IV. Question à trancher

[24]           Dans le contexte de la présente requête en sursis, la Cour doit statuer sur la question de savoir si M. Khosa a satisfait au critère à trois volets applicable au sursis de la mesure de renvoi du Canada en démontrant :

a.       que la décision de l’agente d’immigration soulève une question sérieuse à juger;

 

b.      qu’il subira un préjudice irréparable si la demande de sursis est refusée; et

 

c.       que la prépondérance des inconvénients penche en faveur du sursis de la mesure de renvoi.

 

(Toth c. Canada (Ministre de l’Emploi et de l’Immigration) (1988), 86 N.R. 302, 11 A.C.W.S. (3d) 440 (C.A.F.)).

 

[25]           La Cour est en parfait accord avec la position des défendeurs.

 

C. Analyse

A. Dispositions législatives pertinentes

[26]           Pour obtenir un visa de résident permanent au titre de la catégorie des époux ou conjoints de fait au Canada, M. Khosa devait satisfaire aux exigences énoncées dans la LIPR et le RIPR.

 

[27]           Le paragraphe 12(1) de la LIPR est ainsi rédigé :

12.      (1) La sélection des étrangers de la catégorie « regroupement familial » se fait en fonction de la relation qu’ils ont avec un citoyen canadien ou un résident permanent, à titre d’époux, de conjoint de fait, d’enfant ou de père ou mère ou à titre d’autre membre de la famille prévu par règlement.

12.      (1) A foreign national may be selected as a member of the family class on the basis of their relationship as the spouse, common-law partner, child, parent or other prescribed family member of a Canadian citizen or permanent resident.

 

 

[28]           L’article 4 du RIPR définit comme suit l’époux :

4. Pour l’application du présent règlement, l’étranger n’est pas considéré comme étant l’époux, le conjoint de fait, le partenaire conjugal ou l’enfant adoptif d’une personne si le mariage, la relation des conjoints de fait ou des partenaires conjugaux ou l’adoption n’est pas authentique et vise principalement l’acquisition d’un statut ou d’un privilège aux termes de la Loi.

 

4. For the purposes of these Regulations, a foreign national shall not be considered a spouse, a common-law partner, a conjugal partner or an adopted child of a person if the marriage, common-law partnership, conjugal partnership or adoption is not genuine and was entered into primarily for the purpose of acquiring any status or privilege under the Act.
***
* Consigne *
Recopiez à l'identique le passage du texte fourni qui va de « b.      qu’il subira » à « position des défendeurs. », ces deux segments inclus. Il n'est pas nécessaire de consulter les enregistrements.
***
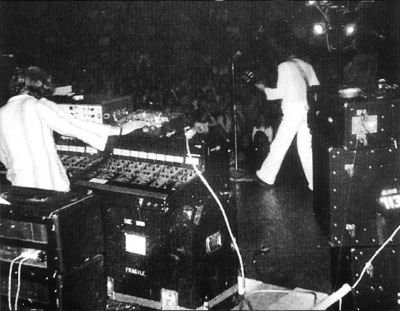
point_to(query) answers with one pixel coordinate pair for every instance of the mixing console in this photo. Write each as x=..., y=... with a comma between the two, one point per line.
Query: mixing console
x=136, y=172
x=77, y=164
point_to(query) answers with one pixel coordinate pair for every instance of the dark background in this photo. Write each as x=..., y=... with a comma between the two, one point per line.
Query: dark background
x=74, y=38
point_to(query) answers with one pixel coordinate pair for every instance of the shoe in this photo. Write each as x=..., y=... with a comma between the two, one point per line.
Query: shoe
x=263, y=183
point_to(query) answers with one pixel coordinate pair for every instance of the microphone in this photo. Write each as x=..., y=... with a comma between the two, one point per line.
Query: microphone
x=237, y=54
x=260, y=30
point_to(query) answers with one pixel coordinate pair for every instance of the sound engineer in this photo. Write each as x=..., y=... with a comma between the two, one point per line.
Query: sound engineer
x=27, y=122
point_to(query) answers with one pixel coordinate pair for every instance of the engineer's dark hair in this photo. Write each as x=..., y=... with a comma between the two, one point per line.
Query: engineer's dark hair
x=33, y=80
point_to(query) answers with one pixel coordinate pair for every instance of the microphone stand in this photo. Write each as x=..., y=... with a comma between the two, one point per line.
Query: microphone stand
x=236, y=173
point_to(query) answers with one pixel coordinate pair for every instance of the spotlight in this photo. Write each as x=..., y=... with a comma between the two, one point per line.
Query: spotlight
x=350, y=29
x=319, y=29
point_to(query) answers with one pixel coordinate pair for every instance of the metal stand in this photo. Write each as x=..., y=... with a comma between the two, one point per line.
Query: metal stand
x=237, y=173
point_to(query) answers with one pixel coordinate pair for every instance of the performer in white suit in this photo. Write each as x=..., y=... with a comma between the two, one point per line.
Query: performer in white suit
x=292, y=89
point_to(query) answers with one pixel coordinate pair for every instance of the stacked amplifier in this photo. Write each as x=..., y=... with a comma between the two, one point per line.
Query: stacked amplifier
x=356, y=193
x=51, y=250
x=166, y=238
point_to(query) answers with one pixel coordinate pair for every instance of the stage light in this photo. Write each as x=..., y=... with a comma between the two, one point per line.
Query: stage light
x=350, y=29
x=319, y=29
x=326, y=2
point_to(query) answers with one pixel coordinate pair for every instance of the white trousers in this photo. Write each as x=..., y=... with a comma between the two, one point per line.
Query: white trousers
x=293, y=122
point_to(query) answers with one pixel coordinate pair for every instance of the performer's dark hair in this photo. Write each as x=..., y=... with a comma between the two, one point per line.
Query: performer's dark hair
x=33, y=81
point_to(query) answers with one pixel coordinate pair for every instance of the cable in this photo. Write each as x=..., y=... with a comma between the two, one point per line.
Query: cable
x=345, y=289
x=9, y=280
x=368, y=264
x=223, y=214
x=345, y=215
x=19, y=281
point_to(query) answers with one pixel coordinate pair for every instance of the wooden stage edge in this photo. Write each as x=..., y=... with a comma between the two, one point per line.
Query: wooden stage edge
x=257, y=296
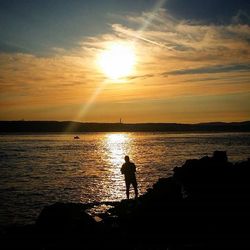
***
* Corrigé *
b.      qu’il subira un préjudice irréparable si la demande de sursis est refusée; et

 

c.       que la prépondérance des inconvénients penche en faveur du sursis de la mesure de renvoi.

 

(Toth c. Canada (Ministre de l’Emploi et de l’Immigration) (1988), 86 N.R. 302, 11 A.C.W.S. (3d) 440 (C.A.F.)).

 

[25]           La Cour est en parfait accord avec la position des défendeurs.